#### Exercise brief
Your task is to transcribe the data in full.

#### Exercise input
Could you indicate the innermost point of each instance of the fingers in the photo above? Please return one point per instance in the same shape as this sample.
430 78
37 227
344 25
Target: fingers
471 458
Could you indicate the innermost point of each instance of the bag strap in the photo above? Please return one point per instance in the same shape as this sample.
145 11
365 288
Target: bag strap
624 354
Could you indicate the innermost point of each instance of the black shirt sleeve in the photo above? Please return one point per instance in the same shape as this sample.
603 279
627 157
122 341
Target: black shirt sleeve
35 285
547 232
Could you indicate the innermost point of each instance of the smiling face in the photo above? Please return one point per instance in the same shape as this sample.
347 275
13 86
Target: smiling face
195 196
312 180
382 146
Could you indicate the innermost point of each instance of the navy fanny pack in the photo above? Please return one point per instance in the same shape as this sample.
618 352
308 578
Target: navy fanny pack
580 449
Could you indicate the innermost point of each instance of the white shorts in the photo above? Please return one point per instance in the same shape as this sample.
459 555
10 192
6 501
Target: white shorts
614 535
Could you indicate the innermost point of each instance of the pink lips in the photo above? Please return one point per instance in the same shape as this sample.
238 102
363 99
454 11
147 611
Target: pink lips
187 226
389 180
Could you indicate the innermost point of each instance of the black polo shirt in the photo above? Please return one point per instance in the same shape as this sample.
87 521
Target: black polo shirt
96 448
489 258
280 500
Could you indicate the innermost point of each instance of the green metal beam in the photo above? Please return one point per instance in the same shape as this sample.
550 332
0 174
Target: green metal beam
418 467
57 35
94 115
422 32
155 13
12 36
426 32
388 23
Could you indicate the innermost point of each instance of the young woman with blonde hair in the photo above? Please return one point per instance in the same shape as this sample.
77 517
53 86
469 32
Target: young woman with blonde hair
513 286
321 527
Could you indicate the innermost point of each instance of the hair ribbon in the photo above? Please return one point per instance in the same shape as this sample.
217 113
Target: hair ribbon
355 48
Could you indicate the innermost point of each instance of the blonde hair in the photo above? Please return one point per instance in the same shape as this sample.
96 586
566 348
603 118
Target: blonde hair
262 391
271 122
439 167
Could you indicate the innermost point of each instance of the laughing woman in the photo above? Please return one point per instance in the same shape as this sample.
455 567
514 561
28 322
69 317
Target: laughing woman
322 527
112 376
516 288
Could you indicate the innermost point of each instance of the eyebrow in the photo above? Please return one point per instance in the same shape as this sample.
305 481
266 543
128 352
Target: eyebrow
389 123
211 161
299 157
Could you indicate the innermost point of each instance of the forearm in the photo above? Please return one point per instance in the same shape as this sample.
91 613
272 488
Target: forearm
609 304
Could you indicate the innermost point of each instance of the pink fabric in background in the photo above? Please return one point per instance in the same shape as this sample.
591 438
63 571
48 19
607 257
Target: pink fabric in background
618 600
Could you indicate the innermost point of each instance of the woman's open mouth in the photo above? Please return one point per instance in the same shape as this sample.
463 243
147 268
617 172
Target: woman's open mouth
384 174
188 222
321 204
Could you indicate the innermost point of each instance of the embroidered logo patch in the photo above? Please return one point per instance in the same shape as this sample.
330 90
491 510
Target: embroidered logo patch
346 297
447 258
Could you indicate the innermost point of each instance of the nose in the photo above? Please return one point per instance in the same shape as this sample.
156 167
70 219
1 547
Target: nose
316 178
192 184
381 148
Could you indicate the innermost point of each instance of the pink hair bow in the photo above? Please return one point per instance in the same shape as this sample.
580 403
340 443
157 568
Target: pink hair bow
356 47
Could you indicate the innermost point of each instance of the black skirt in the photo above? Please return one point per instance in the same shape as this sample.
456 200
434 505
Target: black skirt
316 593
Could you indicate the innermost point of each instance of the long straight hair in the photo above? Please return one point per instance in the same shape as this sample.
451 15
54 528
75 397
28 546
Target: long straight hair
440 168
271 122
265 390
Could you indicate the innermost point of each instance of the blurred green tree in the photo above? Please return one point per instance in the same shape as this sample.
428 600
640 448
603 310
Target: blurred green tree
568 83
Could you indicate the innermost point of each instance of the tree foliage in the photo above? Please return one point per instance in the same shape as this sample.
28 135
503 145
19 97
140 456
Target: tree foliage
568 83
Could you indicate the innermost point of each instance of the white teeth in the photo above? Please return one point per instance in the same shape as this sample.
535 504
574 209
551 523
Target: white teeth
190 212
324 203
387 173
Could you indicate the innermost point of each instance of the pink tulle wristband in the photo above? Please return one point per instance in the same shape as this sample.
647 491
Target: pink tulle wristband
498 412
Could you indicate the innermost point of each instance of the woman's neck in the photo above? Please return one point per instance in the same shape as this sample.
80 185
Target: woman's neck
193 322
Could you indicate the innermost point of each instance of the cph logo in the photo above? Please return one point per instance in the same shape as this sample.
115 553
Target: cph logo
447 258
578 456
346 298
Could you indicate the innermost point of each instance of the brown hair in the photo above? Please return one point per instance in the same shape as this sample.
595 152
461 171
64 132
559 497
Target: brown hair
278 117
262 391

#### Final result
Could you indicate the innermost point of each instance of the fingers in the photo above? Please return one point per instance in the same shape as this sample.
430 78
37 227
344 25
Target: fingers
471 458
Could you indicate the innermost point of each instance of the bag strap in the photo above? Please return one point per instance in the same shape as this sample.
145 11
365 288
Target: bag strap
624 354
Could you indicate the innermost point of each instance of the black shirt sleeve in the photo above? Please return one point per instance in the same shape as this sample.
603 279
627 157
122 341
Target: black shirt sleeve
35 285
547 232
Could you indicate the innermost point of each instance of the smiling face in the photo above? Please return one point per instance in the same shape as this sample.
347 275
13 86
Target: smiling face
195 196
312 180
382 146
Could you indicate the innermost point of each instance of the navy fanny pack in the photo above? Please return one point per instance in the same shape as this sample.
618 352
308 578
Target: navy fanny pack
580 449
Could you indicate the innermost point of each instance of the white shorts in the photo above? Please return one point per instance in the same shape as this sample.
459 555
10 192
6 501
Target: white shorts
614 535
Could you indicate the innermost point of each instance of the pink lips in the photo above? Please return one point per instance in the same shape as this sample.
238 102
363 99
454 11
147 611
Target: pink lips
187 226
389 180
Could you indicate the innermost point of each instance of the black polo shirt in the photo above? Please return one point per instance in the same shape as this sample.
87 521
Target: black polo shirt
96 448
489 258
280 500
Could you indicate the innermost point of each instance of the green metal beam in the photo above? Please return one point per instance in the same shape as this sample.
550 332
0 174
Target: green metal beam
418 467
57 35
94 115
422 32
155 13
12 36
426 32
388 23
Could you indicate the innermost point of each instance of the young woman with blonde hair in the photo above? Please return one point per instance in the same shape as this sample.
77 517
53 86
469 32
Target: young woman with blonde hair
513 286
321 527
Could you indicate the innermost point of each instance of the hair ribbon in the photo above? Please return one point per instance in the same shape as this sample.
217 113
Target: hair ribbon
355 48
Could you indicate the innermost point of each instance of the blonde hair in the photo above? Please return one point per instance in the same shape as this sample.
96 586
566 348
603 118
Target: blonde hair
262 391
271 122
439 167
Could you indicate the innermost point of each instance of the laughing woman in the photo above? Please return one point per instance in the same shape as this sample.
455 567
514 561
28 322
69 317
Target: laughing woman
322 527
112 376
516 288
Could you indicate the innermost point of each instance of the eyebrow in the photo above? Please return one point per instance in the same shape as this sample.
305 481
266 543
128 352
Target: eyebrow
389 123
211 161
299 157
Could you indicate the innermost point of each instance of the forearm in the photo above? Please return one point per instance in the same shape as this sample.
91 613
272 488
Target: forearm
609 304
Could you indicate the innermost point of each instance of the pink fabric in background in the photo above? Please return one point per instance in the same shape as this sample.
591 438
63 571
48 19
607 257
Target: pink fabric in background
618 600
Could you indicate the innermost point of each instance of the woman's open mouth in the photo above? Please return one point per instance in the same shape as this sample.
463 243
147 268
617 172
Target: woman's open mouth
384 174
188 222
321 204
Could you indicate the innermost point of each instance of the embroidered logo patch in the photo above? Please return one point per instance in the same shape as this sample.
330 90
491 510
Target: embroidered logo patch
346 297
447 258
Could you indicate the innermost point of each instance of the nose in the photo above? Please return one point per instance in the same shape as this sample.
156 167
70 219
1 547
Target: nose
316 178
192 184
381 148
Could you indicate the innermost point of each instance of the pink hair bow in the photo above? Please return one point per instance in the same shape as this sample.
580 403
340 443
157 568
Target: pink hair bow
356 47
Could you indicate the innermost point of each instance of the black skirt in the photo above? Please return one point per instance in the same shape as this sample.
456 200
434 505
Target: black skirt
316 593
Could you indicate the innermost point of each instance of the long straight hair in the photo above? Please return one point per instance in the same shape as this sample.
451 15
54 528
75 397
28 546
Target: long straight hair
440 168
271 122
265 390
Could you indicate the innermost point of each instance of the blurred green tree in the photo above? Please return one point per instance in the same shape as this sample.
428 600
640 448
603 310
Target: blurred green tree
568 83
Could you indicate the innermost point of each instance of the tree foliage in the photo above? Please return one point per instance in the same shape as this sample.
28 135
503 145
19 97
140 456
Target: tree foliage
568 83
Could you indicate the innermost point of each instance of the white teeth in the photo above? Please return one point per instance in the same shape as this sample.
535 504
574 209
551 523
Target: white teeth
190 212
324 203
387 173
Could you indicate the innermost point of each instance of the pink tulle wristband in the photo above? Please return one point per instance in the same shape as this sample.
647 491
Target: pink tulle wristband
498 412
Could you indicate the innermost point of each instance of the woman's neck in the photo above? Please return one point per instance in the same shape as this sample.
80 185
Target: woman's neck
193 322
Could you indicate the innermost point of each instance of the cph logo in the photo above? Please return one point per instance in the same shape as this sample.
115 553
Target: cph logo
447 258
578 456
346 298
Could you indicate the innermost point of each instance of the brown hair in the photo above? Please return one point per instance in the same shape as this sample.
595 152
461 171
64 132
559 497
Target: brown hair
278 117
262 391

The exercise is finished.